*Selected text*.
The confirmation that OPEC+ would keep a cap on supply, instead of feeding the market with even more product and bringing it towards a closer equilibrium, drove traders into a buying frenzy for front-month Brent contracts, as the decision guarantees a tight supply picture in November and December.
Is the growing oil price becoming an unpredictable bubble? Traders are certainly considering when, and at what threshold, a price ceiling will begin to formulate.
The tight market was not met by any extra supply relief from OPEC+, which adds fuel to the supply-constrained oil price rally, but the spectacular third quarter rally can only be repeated in coming months should unusual circumstances – either climate events or unplanned supply outages – strike again.
Otherwise, the steady increase of OPEC+ volumes will gradually bring oil prices out of their deep backwardation.
OPEC+ producers will definitely be monitoring how the high prices affect sales, and also how the market balances evolve through the end of the year, so we expect more “action” from OPEC+ at the December meeting, once there are more clear signals on the winter weather risks and associated upside risk to oil demand.
For now, OPEC+ has not come to the supply rescue, but at the same time, it hasn’t pulled the supply floor out from under the market. However, the market reaction is one of the strongest to essentially an already-known market outcome – that OPEC+ would stick to its chartered incremental tapering plan.
The market took the good news it was waiting for and ran with it. At the same time it is a market ripe with risk and many unknowns, and it has already demonstrated its capacity for speculation even at the slightest macro queues.
How fast Covid recovery plays out, how cold winter is, and how financial and money markets develop in the coming months can all tip the oil price scale.
The policy part may hold extra weight on the macro backdrop as 2021 comes to a close. Guidance on the opening of Nord Stream II could alleviate the winter energy crunch, Libyan presidential elections in December could trigger supply or egress disruptions in oil, and US Fed policy can make oil more or less expensive, in dollar terms, to name a few.
Traders are seeing no emergency action from the supply side to quell rising oil prices, and are adding value on the expectation that strong oil demand will materialize in the coming quarter.
As oil gets pricier by the day, buyers need to reassess how they react to such a sustained and upward cycle that hasn’t been witnessed since the so-called commodity “super-cycle” days of 2008 and 2011.

*Exercise tasks*.
**A)** According to the oil price commentary, why did the OPEC+ decision drive traders to buy front-month Brent contracts?
**B)** At which meeting does the oil price commentary expect more "action" from OPEC+?
**C)** Reproduce the oil price commentary word for word between "The confirmation that" and "begin to formulate.", inclusive.

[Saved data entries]
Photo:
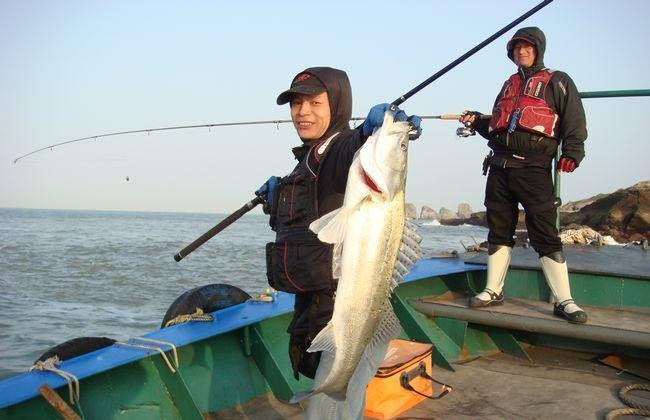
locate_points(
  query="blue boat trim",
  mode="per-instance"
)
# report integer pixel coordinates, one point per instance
(25, 386)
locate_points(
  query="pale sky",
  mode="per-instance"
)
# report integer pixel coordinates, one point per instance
(72, 69)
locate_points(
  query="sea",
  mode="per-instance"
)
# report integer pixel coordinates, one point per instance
(75, 273)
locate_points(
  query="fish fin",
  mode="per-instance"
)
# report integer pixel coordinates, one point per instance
(388, 328)
(319, 224)
(410, 252)
(303, 395)
(331, 228)
(338, 396)
(324, 341)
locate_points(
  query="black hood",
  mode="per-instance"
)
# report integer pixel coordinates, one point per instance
(535, 36)
(339, 93)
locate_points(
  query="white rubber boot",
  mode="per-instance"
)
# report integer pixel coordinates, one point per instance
(557, 276)
(498, 262)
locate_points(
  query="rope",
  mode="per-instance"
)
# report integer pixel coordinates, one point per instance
(196, 316)
(158, 349)
(637, 409)
(50, 365)
(268, 296)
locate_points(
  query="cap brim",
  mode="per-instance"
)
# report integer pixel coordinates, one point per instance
(288, 94)
(514, 39)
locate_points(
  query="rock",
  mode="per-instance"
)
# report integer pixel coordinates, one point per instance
(410, 211)
(427, 213)
(446, 214)
(572, 206)
(623, 214)
(464, 211)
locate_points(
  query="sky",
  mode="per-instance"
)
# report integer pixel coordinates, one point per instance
(72, 69)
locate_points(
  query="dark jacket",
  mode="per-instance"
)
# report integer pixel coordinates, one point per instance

*Set of answers*.
**A)** OPEC+ confirmed it would keep a cap on supply instead of adding more product to the market. That decision guarantees a tight supply picture in November and December, so traders rushed to buy front-month Brent contracts.

**B)** The December meeting.

**C)**
The confirmation that OPEC+ would keep a cap on supply, instead of feeding the market with even more product and bringing it towards a closer equilibrium, drove traders into a buying frenzy for front-month Brent contracts, as the decision guarantees a tight supply picture in November and December.
Is the growing oil price becoming an unpredictable bubble? Traders are certainly considering when, and at what threshold, a price ceiling will begin to formulate.